Segment Start: Text for analysis

Please describe what you now have. Are there air pockets in your van?
 

autostaretx

Erratic Member
vic said:
Unless the "or power module (depending on application)" comment means that if you have the Power Module, you don't have a resistor?
In another recent thread, Jon posted links to the two variations (ATC,MTC) of the schematics... one with a resistor block, one with a power module.
So it would appear it's an either/or situation.
--dick
 

cedarsanctum

re: Member
My thought on the roof insulation is to eliminate as much as possible any air spaces. Without air that contains moisture, the condensation should be minimized. I am going to apply adhesive backed sound deadening material to the roof steel and then fill the space with rigid foam board and spray foam. What do you think of this approach?
Please describe what you now have. Are there air pockets in your van?
I stayed away from the rigid foam because it squeaks, and the spray foam because of off-gassing. I also had a LOT of trouble getting anything to stick to the roof. Even the metal duct tape didn't stick at all, fell right off. Also, i was thinking that applying things right to the metal could potentially trap moisture and cause bad spots to appear in the future.
What i have is a layer of reflectix, as much closed cell upholstery foam as would fit, and another layer of reflectix. None of this was attached to the ceiling, it is held in place by the factory headliner, leaving an air space above to ventilate (thinking like a home builder here) and let moisture out. What it did was let the cooking moisture in to condense on the metal skin. This is the first time it's been this bad, but it's the coldest we've seen with the new heater also.
My newest thinking is to tape all the bottom layer of reflectix together and seal it to the body, making the insulation and air spaces above separated by a vapor barrier. Won't happen until dry, warm weather and i can get everything opened up and dried out, and i have the time available to take it apart for more than 2 weeks.
Hope it's OK to hijack your own thread.
Jef
 

220629

Well-known member
...
Hope it's OK to hijack your own thread.
Jef
Jeff,
It is, but then you need to pay tribute to all Sprinter-source members. I suggest you start with me.

Many of you guys put a lot of thought and effort into making your Sprinters perfect. That is very admirable. :thumbup: Your wife's next husband will really appreciate it I'm sure. :tongue: My wife's next husband will get a rust spotted, not very clean, dog hair filled wreck. That's my reason for it being in the condition it is and I'm stickin' to it. :crazy: :cheers: vic
 

wildimaginations

Wild Imaginations
The snow looks like a lot of fun but I'm too scared to drive into snow anymore. Had a bad experience where on a slight decline, couldn't slow down. Thank goodness the light turned green at the intersection by the time I slid right on through it. Just send more pics of your snow adventures and I will be happy with that.
 

cedarsanctum

re: Member
The snow looks like a lot of fun but I'm too scared to drive into snow anymore. Had a bad experience where on a slight decline, couldn't slow down. Thank goodness the light turned green at the intersection by the time I slid right on through it. Just send more pics of your snow adventures and I will be happy with that.
Here's a picture of my daily commute. I walk across the Breitenbush river several times a day on a footbridge. This photo was also taken early in the storm that brought this snow.
10 9:07 AM.jpg

Looks like the snow might break up before i leave. Temps have been above freezing and rain is expected by Friday, the day i leave. Hoping it doesn't fog up the windows very bad. The overall condensation problem i had last week is easing a bit since i stopped trying to cook inside. When i get home, i'll try to dry it further.

Segment End: Text for analysis
Segment Start: Information shown

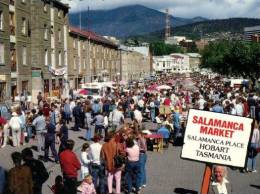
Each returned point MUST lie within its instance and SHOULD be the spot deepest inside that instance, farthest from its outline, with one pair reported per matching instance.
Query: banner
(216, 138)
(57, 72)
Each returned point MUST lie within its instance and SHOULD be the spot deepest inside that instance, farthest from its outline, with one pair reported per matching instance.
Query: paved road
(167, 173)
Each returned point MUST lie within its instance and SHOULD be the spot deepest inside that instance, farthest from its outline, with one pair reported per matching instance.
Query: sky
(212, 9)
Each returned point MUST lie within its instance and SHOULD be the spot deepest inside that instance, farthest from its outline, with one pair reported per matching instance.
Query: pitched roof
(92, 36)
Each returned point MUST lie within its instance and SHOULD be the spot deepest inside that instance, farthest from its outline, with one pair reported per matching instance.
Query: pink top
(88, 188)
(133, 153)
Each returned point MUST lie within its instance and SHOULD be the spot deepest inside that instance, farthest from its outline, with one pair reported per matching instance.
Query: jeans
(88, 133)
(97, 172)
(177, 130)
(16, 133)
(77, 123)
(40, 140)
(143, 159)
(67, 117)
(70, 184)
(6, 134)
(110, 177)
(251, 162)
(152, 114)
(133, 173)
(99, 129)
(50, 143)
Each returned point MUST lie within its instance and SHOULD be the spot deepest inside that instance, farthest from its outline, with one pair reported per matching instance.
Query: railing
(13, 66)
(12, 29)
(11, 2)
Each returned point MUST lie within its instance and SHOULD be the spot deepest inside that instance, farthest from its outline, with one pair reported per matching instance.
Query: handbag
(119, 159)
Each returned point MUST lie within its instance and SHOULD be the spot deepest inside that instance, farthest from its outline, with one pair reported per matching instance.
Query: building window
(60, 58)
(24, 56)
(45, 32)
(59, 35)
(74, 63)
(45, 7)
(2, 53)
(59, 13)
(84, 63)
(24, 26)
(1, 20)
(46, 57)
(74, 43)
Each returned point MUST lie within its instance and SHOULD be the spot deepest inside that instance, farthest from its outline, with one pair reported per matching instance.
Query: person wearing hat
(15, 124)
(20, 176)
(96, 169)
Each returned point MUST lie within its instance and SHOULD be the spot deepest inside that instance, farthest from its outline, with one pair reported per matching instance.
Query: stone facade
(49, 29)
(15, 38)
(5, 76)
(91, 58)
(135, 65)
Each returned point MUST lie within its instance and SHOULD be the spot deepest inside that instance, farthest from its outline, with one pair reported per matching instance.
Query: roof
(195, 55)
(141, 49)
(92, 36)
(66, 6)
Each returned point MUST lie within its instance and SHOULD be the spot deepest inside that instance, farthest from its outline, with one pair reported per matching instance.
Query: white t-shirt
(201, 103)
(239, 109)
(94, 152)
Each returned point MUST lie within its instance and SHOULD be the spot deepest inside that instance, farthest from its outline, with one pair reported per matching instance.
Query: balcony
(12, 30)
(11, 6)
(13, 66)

Segment End: Information shown
Segment Start: Information shown

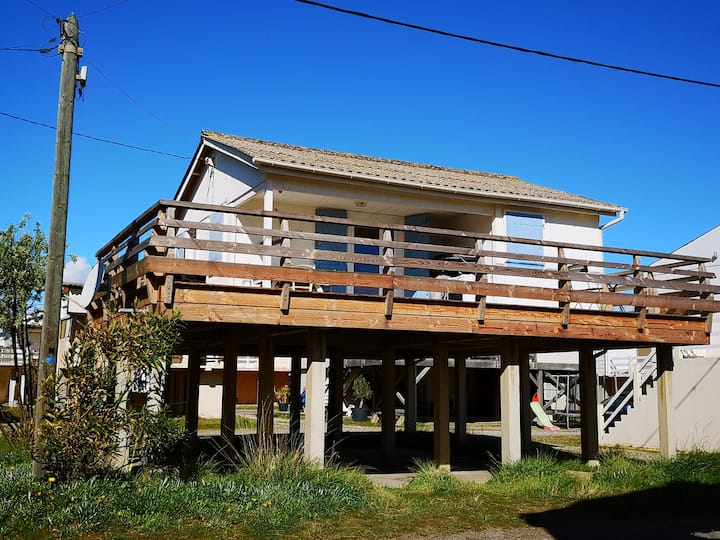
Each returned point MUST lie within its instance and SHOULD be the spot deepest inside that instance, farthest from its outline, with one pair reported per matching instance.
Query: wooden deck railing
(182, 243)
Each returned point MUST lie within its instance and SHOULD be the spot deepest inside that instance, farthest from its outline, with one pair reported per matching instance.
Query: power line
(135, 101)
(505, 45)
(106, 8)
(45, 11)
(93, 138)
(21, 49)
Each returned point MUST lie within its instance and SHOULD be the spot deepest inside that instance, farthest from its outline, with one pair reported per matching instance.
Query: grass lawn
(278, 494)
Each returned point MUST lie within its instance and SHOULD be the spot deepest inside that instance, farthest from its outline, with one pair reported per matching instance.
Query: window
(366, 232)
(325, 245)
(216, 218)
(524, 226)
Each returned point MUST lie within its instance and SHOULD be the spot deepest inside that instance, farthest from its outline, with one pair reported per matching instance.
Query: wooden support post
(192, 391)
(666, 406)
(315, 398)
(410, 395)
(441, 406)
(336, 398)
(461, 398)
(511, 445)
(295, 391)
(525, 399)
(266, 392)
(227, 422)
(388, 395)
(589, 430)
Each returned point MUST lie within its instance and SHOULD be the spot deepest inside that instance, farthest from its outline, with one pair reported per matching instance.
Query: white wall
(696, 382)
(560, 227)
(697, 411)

Segment End: Information shown

* **What needs to be done**
Repeat word for word the passage of the van forum thread that begins at the words "In another recent" and stops after the words "of this approach?".

* **Completed exercise**
In another recent thread, Jon posted links to the two variations (ATC,MTC) of the schematics... one with a resistor block, one with a power module.
So it would appear it's an either/or situation.
--dick
 

cedarsanctum

re: Member
My thought on the roof insulation is to eliminate as much as possible any air spaces. Without air that contains moisture, the condensation should be minimized. I am going to apply adhesive backed sound deadening material to the roof steel and then fill the space with rigid foam board and spray foam. What do you think of this approach?